— Work instructions —
In the records below, pick out all lines containing the word "flower".

Top of Records

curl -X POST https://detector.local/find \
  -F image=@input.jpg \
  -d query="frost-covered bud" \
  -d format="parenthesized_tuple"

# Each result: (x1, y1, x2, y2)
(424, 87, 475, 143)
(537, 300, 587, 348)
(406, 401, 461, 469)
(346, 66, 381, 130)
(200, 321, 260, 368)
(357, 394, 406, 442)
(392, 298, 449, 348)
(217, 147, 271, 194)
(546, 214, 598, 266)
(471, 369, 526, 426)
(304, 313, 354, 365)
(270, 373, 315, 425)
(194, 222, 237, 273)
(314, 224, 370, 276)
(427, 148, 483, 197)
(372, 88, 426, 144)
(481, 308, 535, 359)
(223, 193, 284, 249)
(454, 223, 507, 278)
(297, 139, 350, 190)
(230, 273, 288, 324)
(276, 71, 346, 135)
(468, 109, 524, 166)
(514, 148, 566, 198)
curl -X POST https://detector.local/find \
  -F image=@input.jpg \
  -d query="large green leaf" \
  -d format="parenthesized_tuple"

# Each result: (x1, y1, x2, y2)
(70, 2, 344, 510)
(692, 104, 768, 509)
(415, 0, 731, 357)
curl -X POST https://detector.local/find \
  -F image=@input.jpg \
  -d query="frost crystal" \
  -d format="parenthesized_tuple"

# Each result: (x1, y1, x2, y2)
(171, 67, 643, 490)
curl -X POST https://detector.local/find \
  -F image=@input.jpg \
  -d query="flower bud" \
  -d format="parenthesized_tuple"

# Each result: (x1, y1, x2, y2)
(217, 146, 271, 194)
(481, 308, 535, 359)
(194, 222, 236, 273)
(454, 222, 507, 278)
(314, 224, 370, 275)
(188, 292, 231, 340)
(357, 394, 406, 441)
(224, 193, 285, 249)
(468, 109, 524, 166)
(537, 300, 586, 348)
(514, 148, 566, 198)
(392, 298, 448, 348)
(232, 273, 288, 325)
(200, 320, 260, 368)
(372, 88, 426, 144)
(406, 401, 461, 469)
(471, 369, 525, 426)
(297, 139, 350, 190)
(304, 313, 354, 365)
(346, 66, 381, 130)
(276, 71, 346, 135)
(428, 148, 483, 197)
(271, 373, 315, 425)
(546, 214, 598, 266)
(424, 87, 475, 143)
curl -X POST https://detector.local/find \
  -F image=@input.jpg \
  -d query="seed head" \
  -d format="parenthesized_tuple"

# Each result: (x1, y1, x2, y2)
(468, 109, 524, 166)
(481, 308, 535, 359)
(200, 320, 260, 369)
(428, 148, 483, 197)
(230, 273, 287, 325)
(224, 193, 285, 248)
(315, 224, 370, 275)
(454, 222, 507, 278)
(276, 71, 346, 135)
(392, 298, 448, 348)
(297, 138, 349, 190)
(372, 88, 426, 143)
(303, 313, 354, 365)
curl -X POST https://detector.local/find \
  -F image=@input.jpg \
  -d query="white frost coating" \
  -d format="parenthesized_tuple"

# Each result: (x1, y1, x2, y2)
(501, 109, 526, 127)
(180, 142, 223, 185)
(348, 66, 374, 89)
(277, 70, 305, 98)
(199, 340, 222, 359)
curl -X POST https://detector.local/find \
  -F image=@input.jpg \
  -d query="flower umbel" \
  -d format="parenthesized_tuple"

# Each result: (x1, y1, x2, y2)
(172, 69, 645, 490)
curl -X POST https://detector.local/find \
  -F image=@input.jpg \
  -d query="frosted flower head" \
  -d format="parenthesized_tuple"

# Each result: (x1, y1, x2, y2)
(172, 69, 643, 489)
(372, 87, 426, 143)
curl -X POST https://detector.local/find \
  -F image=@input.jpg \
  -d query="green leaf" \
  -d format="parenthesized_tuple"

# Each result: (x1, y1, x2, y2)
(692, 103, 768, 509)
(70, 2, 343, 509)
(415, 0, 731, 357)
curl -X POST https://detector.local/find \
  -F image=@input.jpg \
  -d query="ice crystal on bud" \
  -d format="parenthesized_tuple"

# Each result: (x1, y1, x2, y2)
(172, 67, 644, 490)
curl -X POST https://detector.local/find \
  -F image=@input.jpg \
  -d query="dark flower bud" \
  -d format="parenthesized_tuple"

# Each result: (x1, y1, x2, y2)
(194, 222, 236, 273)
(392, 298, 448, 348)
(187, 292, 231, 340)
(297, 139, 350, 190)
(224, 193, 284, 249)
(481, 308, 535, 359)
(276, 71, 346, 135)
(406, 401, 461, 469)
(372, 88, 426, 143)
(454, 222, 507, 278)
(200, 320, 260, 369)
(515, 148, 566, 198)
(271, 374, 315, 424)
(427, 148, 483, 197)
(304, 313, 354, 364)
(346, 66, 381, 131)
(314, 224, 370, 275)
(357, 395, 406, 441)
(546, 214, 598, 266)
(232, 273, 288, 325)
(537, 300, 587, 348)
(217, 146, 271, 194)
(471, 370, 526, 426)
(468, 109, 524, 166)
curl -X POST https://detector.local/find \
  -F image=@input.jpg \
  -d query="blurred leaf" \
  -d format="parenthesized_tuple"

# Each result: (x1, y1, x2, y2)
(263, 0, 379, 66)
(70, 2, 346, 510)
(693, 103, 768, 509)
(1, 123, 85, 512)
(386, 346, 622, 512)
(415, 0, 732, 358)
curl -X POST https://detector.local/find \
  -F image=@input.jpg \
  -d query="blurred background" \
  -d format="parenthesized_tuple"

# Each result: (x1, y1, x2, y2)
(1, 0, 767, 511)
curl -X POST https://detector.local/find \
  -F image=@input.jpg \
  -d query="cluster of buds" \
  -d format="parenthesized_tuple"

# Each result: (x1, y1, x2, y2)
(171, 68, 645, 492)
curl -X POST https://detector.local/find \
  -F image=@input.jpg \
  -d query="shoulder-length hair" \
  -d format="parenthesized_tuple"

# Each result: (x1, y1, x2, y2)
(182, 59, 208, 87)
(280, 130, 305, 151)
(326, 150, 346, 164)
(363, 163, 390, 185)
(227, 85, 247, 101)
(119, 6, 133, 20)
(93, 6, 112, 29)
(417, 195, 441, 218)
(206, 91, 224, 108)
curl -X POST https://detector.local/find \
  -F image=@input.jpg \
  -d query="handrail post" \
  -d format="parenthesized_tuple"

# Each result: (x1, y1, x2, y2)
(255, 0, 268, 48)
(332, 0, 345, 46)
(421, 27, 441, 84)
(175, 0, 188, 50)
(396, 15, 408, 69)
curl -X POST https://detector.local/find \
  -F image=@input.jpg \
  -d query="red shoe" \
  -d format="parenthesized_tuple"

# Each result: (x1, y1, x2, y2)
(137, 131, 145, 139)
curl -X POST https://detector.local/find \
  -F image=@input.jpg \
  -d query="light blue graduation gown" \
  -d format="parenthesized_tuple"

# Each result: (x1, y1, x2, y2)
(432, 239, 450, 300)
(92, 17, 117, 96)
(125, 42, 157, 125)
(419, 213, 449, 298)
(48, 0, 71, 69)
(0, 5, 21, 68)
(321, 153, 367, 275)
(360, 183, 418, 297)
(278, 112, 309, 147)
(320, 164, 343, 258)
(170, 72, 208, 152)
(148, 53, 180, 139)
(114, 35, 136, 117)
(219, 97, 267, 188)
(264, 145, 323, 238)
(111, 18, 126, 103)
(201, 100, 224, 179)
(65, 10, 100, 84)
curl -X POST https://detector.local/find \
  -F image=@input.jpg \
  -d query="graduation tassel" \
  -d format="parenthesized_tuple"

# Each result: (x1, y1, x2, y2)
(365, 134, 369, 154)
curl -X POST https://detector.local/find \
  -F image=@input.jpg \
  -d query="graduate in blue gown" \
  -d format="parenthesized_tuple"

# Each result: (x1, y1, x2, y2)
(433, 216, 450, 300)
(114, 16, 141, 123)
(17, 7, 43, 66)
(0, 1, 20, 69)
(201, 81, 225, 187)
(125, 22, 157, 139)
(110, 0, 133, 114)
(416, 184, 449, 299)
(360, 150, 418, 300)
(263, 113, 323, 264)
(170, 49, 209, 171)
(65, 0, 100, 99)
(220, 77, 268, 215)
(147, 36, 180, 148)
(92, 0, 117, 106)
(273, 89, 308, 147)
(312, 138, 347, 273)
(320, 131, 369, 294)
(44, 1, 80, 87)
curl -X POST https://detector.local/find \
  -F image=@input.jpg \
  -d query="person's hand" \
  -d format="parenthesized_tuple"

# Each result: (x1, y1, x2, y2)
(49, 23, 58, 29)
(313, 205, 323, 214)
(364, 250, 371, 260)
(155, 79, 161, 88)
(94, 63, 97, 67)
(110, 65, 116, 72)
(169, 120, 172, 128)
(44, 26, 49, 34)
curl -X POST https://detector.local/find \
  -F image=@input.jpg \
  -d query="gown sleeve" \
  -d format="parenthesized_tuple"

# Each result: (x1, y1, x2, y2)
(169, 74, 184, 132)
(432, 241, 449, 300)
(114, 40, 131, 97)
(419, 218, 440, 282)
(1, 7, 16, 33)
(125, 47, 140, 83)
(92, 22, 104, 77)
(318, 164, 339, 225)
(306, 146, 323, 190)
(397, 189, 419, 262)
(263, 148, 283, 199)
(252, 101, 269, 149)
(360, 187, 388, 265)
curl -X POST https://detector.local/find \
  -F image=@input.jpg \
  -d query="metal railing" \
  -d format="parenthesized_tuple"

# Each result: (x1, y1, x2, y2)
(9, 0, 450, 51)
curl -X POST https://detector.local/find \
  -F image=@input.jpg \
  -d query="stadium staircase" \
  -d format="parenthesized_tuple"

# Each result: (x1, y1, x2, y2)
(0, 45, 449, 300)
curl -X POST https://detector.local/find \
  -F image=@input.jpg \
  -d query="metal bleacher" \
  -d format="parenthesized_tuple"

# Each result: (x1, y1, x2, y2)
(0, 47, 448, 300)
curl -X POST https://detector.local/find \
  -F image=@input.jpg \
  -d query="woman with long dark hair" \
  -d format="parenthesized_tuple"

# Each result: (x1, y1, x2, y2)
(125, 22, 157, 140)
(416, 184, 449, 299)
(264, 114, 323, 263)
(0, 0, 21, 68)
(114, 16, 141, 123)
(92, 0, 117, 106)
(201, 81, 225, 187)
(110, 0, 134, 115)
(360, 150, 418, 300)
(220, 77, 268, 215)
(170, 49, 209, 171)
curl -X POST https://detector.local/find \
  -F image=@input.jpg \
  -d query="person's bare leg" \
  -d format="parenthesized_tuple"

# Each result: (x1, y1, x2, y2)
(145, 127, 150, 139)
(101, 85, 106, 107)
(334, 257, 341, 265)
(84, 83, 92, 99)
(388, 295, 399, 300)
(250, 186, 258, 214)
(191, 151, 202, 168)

Bottom of Records

— Your response —
  -d query="flower bud" \
  -d query="flower umbel" \
  -d query="frosted flower head" \
  -d query="dark flower bud" \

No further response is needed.